Quoted passage:
# Not many Snapper threads.



## Onjig (Dec 21, 2015)

Hi, I have a Model 8261, I'll have to get into the auger gearbox, but can't do it at this time, this is the only one I have running. 

I'll come for some chit chat when there is a break in the snow. 

Surprised how few threads there are for Snapper Snowblowers.


----------



## dbert (Aug 25, 2013)

I don't think Snapper got much of the market, especially in the 2 stage market. I wonder if they are more popular in the western US also. My son had an old monster Snapper in his shop for service last week that I was infatuated with. It was probably an 80's vintage but it was in beautiful shape. Solid and heavy duty as they come and you could tell it was perfectly maintained. I wanted to meet the owner and just shake his hand.

Aim of the task:
How would you put this sentence from the Snapper snowblower thread into Spanish: "It was probably an 80's vintage but it was in beautiful shape."

Record set:

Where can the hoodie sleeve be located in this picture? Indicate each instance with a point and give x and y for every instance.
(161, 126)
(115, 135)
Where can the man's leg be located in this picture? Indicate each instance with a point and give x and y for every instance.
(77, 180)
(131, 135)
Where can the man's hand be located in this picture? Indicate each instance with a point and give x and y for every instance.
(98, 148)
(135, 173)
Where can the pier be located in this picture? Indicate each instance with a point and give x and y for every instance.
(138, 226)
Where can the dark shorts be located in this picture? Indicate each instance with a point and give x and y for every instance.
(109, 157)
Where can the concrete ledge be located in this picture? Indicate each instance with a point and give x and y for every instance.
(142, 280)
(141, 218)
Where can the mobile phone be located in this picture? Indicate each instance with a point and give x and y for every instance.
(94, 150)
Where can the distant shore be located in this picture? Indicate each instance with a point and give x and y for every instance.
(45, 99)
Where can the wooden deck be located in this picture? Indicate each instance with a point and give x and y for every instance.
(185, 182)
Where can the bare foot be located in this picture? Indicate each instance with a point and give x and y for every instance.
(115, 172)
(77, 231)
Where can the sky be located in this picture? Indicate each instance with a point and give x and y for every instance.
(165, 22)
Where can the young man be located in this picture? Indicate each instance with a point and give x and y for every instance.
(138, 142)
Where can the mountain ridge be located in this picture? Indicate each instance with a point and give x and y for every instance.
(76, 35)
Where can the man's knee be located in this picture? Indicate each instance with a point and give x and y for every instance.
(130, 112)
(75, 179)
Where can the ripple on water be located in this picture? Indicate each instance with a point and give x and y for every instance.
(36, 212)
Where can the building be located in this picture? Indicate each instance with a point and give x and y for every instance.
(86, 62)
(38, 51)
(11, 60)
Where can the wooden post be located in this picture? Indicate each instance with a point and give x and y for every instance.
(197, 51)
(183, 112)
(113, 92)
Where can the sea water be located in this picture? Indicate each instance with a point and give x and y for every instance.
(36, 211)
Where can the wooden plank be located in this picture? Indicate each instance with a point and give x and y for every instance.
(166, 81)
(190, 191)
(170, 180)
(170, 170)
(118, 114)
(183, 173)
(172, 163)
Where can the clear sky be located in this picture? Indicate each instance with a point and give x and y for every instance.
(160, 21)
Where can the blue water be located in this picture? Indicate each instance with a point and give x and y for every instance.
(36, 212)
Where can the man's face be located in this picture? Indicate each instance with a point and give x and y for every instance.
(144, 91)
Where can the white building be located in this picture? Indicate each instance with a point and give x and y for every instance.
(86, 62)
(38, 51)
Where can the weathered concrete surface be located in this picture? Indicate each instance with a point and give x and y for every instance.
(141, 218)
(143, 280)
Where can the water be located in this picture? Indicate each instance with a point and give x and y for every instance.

Task result:
Probablemente era un modelo de los años 80, pero estaba en excelente estado.